* TRECHO EXIBIDO *
++++++++++++++++++++

R. As preces, além de sempre úteis agradam a Deus. No caso deste Espírito, elas de nada lhe servem imediatamente, porém mais tarde Deus as levará em conta.

Esta evocação ratifica o que sempre se disse dos idiotas. A nulidade moral não importa nulidade do Espírito, que com exceção dos órgãos, goza de todas as suas faculdades. A imperfeição dos órgãos é apenas um obstáculo à livre manifestação dos pensamentos. É, pois, o caso de um homem vigoroso, que fosse momentaneamente manietado.

Instrução de um Espírito acerca de idiotas e loucos, dada na Sociedade de Paris.

Os idiotas são os seres castigados pelo mau uso de poderosas faculdades; almas encarceradas em corpos cujos órgãos impotentes não podem exprimir os próprios pensamentos. Esse mutismo moral e físico constitui uma d as mais cruéis punições terrenas, muitas vezes escolhida por Espíritos arrependidos e desejosos de resgatar suas faltas. A provação nem por isso é improfícua, porque o Espírito não fica estacionário na prisão carnal; esses olhos estúpidos veem, esses cérebros deprimidos concebem, conquanto nada possam traduzir pela palavra e pelo olhar. Excetuada a mobilidade, o seu estado é o de letárgicos ou catalépticos, que veem e ouvem, sem contudo poderem exprimir-se. Quando tendes esses horríveis pesadelos, durante os quais procurais fugir de um perigo, gritando, clamando, não obstante a imobilidade do vosso corpo como da vossa língua; quando isso sucede, dizemos, a vossa sensação é idêntica à dos idiotas. É a paralisia do corpo anexa à vida do Espírito.

Assim se explicam quase todas as enfermidades, pois nada ocorre sem causa, e o que chamais injustiça do destino é apenas a aplicação da mais alta justiça. A loucura também é punição ao abuso das mais elevadas faculdades; o louco tem duas personalidades – a que delira e a que tem consciência dos seus atos sem poder guiá-los. Quanto aos idiotas, a vida contemplativa, insulada, da sua alma, sem os prazeres e gozos do corpo, pode igualmente tornar-se agitada pelos acontecimentos, como qualquer das existências mais complicadas; revoltam-se alguns contra o suplício voluntário e, lamentando a escolha feita, sentem violento desejo de tornar à outra vida, desejo que lhes faz esquecer a resignação do presente e o remorso do passado, do qual tem a consciência, visto como, embora idiotas e loucos, sabem mais que vós, ocultando sob a impotência física uma potência moral de que não tendes ideia alguma. Os atos de fúria, como de imbecilidade a que se entregam, são no íntimo julgados pelo seu ser, que deles sofre e se vexa. Escarnecê-los, injuriá-los, mesmo maltratá-los, como por vezes se faz, é aumentar-lhes o sofrimento, fazendo-lhes sentir mais cruamente a sua fraqueza e abjeção. Pudessem eles e acusariam de covardia aqueles que assim procedem, sabendo que a vítima não pode defender-se.

++++++++++++++++++++

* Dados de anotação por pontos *
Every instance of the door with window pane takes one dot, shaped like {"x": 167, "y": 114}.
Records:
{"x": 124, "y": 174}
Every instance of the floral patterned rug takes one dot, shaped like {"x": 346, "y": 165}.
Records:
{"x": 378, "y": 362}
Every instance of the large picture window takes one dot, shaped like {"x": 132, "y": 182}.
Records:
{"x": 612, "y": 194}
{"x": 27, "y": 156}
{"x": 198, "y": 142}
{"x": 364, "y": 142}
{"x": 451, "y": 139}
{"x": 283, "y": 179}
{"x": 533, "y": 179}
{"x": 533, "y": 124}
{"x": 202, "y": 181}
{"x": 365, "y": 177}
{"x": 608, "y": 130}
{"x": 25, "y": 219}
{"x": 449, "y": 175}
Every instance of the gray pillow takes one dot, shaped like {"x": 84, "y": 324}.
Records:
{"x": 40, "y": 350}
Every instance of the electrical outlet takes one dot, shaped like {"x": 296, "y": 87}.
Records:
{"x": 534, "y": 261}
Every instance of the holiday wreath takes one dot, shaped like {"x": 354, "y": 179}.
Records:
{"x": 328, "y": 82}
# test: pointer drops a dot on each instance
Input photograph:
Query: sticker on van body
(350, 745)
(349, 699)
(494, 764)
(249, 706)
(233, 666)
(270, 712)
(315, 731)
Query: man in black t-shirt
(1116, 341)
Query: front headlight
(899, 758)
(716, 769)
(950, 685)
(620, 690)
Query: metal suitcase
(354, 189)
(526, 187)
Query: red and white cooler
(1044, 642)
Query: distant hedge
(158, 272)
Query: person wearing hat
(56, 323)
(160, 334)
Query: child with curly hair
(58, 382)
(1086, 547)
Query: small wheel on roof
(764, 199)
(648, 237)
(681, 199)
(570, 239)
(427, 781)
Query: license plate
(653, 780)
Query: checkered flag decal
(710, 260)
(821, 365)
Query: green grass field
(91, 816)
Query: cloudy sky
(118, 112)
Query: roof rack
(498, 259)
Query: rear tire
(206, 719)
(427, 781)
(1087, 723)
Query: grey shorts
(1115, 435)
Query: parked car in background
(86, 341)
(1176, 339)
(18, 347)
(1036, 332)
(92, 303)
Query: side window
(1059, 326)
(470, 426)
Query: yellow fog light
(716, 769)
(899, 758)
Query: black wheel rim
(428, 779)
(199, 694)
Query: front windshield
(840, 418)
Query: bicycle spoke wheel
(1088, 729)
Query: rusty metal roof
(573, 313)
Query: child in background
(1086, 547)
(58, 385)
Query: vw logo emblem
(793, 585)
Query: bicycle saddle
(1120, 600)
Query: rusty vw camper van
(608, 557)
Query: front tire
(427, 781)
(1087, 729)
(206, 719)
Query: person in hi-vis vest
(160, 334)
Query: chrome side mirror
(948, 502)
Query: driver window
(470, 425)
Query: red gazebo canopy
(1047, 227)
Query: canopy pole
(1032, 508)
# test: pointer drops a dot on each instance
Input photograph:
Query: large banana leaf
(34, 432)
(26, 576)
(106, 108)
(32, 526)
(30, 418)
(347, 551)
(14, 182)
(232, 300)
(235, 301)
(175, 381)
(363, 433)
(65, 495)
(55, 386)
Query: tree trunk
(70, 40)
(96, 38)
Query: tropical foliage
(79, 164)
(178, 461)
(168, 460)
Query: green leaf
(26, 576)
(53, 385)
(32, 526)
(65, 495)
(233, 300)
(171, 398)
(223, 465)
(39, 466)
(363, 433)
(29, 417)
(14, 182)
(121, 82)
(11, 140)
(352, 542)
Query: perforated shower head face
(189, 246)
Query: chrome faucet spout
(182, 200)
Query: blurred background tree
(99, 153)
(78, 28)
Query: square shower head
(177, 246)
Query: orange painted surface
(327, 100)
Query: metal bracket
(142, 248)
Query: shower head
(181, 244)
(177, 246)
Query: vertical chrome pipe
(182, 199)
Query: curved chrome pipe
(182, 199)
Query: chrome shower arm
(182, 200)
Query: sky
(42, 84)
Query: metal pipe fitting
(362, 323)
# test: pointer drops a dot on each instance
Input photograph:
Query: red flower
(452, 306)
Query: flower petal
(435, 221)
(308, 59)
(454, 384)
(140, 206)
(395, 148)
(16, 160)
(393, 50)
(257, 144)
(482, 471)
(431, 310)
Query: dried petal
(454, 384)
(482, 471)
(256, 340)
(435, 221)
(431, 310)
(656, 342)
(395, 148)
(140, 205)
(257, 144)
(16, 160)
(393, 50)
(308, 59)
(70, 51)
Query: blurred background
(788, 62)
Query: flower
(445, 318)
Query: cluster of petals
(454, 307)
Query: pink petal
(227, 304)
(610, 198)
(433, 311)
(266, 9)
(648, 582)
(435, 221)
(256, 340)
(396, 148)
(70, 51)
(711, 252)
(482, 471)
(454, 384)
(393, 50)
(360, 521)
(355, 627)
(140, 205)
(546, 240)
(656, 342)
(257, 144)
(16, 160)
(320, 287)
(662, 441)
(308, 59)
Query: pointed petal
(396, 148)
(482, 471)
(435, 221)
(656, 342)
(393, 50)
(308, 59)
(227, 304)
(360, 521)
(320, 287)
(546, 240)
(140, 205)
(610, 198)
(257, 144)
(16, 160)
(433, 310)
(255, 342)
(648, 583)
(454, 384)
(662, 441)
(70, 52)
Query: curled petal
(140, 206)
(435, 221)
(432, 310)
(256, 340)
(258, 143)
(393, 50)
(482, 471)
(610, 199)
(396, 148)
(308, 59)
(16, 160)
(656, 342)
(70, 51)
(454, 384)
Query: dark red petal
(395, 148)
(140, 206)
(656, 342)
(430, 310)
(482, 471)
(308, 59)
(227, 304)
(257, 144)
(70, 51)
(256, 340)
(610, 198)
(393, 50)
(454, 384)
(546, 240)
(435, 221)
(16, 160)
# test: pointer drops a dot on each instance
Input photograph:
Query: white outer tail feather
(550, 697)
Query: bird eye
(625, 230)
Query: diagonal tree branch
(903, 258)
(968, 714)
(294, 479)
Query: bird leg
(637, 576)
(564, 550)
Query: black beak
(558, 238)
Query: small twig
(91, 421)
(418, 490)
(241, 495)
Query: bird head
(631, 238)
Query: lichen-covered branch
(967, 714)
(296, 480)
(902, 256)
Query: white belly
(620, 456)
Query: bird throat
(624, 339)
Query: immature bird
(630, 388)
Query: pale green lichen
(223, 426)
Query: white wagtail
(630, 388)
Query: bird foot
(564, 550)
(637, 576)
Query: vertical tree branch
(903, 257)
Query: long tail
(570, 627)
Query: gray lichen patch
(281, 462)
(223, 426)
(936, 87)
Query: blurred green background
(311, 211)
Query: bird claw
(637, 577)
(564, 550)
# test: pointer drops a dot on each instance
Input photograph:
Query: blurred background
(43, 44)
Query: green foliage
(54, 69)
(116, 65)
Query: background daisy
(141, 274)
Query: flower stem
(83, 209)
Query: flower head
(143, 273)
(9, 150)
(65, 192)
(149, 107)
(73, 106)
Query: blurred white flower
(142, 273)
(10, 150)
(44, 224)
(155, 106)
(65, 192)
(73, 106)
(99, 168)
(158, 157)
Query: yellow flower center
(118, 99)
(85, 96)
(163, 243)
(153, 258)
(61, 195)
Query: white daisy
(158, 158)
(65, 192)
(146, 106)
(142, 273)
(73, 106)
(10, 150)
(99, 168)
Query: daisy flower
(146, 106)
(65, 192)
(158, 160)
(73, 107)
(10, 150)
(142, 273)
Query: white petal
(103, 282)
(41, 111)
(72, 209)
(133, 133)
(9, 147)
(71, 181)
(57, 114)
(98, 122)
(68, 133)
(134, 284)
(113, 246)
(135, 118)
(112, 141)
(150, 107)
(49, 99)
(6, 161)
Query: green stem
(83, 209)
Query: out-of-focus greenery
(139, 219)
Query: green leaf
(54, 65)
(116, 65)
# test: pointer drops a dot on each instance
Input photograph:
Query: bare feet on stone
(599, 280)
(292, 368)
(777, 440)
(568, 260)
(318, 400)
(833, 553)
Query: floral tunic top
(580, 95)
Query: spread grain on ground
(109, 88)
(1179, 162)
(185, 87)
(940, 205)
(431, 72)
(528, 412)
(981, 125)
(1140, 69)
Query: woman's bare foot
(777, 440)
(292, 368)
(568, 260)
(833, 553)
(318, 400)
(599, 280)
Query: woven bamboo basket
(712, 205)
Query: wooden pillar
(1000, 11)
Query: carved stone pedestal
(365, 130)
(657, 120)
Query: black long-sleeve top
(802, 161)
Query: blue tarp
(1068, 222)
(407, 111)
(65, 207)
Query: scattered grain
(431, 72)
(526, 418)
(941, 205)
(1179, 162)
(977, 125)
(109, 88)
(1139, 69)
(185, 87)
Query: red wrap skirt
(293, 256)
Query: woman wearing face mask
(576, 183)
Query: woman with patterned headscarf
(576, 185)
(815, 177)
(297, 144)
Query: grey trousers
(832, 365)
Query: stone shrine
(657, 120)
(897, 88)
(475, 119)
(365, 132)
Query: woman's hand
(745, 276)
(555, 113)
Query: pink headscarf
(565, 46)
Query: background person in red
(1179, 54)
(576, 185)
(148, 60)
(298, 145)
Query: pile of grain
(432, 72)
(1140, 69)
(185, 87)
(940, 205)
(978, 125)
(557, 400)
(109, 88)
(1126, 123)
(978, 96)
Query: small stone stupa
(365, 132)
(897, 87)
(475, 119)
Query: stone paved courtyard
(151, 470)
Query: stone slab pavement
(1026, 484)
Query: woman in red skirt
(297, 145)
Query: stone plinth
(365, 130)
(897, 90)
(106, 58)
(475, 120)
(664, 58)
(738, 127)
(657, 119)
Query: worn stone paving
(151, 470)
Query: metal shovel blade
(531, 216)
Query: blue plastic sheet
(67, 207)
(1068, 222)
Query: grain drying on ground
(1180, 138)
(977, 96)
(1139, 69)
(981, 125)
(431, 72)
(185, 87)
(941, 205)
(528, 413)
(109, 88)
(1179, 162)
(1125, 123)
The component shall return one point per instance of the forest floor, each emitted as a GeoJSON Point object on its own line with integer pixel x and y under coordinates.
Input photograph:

++++++++++++++++++++

* TAREFAS A CUMPRIR *
a) Escreva, sem nenhuma alteração, a parte do trecho exibido que vai de "Esta evocação ratifica" até "fosse momentaneamente manietado.".
b) Devolva sem alterações as linhas dos registros que vão da que contém "Every instance of the electrical" até a que contém "(1032, 508)", incluindo as duas.

* RESPOSTAS *
a)
Esta evocação ratifica o que sempre se disse dos idiotas. A nulidade moral não importa nulidade do Espírito, que com exceção dos órgãos, goza de todas as suas faculdades. A imperfeição dos órgãos é apenas um obstáculo à livre manifestação dos pensamentos. É, pois, o caso de um homem vigoroso, que fosse momentaneamente manietado.

b)
Every instance of the electrical outlet takes one dot, shaped like {"x": 296, "y": 87}.
Records:
{"x": 534, "y": 261}
Every instance of the holiday wreath takes one dot, shaped like {"x": 354, "y": 179}.
Records:
{"x": 328, "y": 82}
# test: pointer drops a dot on each instance
Input photograph:
Query: sticker on van body
(350, 745)
(349, 699)
(494, 764)
(249, 706)
(233, 666)
(270, 712)
(315, 731)
Query: man in black t-shirt
(1116, 341)
Query: front headlight
(899, 758)
(716, 769)
(950, 685)
(620, 690)
Query: metal suitcase
(354, 189)
(526, 187)
Query: red and white cooler
(1044, 642)
Query: distant hedge
(158, 272)
Query: person wearing hat
(56, 323)
(160, 334)
Query: child with curly hair
(58, 382)
(1086, 547)
Query: small wheel on roof
(764, 199)
(648, 237)
(681, 199)
(570, 239)
(427, 781)
Query: license plate
(653, 780)
Query: checkered flag decal
(710, 260)
(821, 365)
Query: green grass field
(91, 816)
Query: cloudy sky
(118, 112)
Query: roof rack
(498, 259)
Query: rear tire
(206, 719)
(427, 781)
(1087, 723)
Query: grey shorts
(1115, 435)
Query: parked car in background
(86, 341)
(1176, 339)
(18, 347)
(1036, 332)
(92, 303)
Query: side window
(1059, 326)
(470, 426)
Query: yellow fog light
(716, 769)
(899, 758)
Query: black wheel rim
(428, 779)
(199, 694)
Query: front windshield
(840, 418)
Query: bicycle spoke wheel
(1088, 729)
Query: rusty metal roof
(573, 313)
Query: child in background
(1086, 547)
(58, 385)
Query: vw logo emblem
(793, 585)
Query: bicycle saddle
(1120, 600)
Query: rusty vw camper van
(608, 557)
Query: front tire
(427, 781)
(1087, 729)
(206, 719)
Query: person in hi-vis vest
(160, 334)
Query: chrome side mirror
(948, 502)
Query: driver window
(470, 425)
Query: red gazebo canopy
(1047, 227)
Query: canopy pole
(1032, 508)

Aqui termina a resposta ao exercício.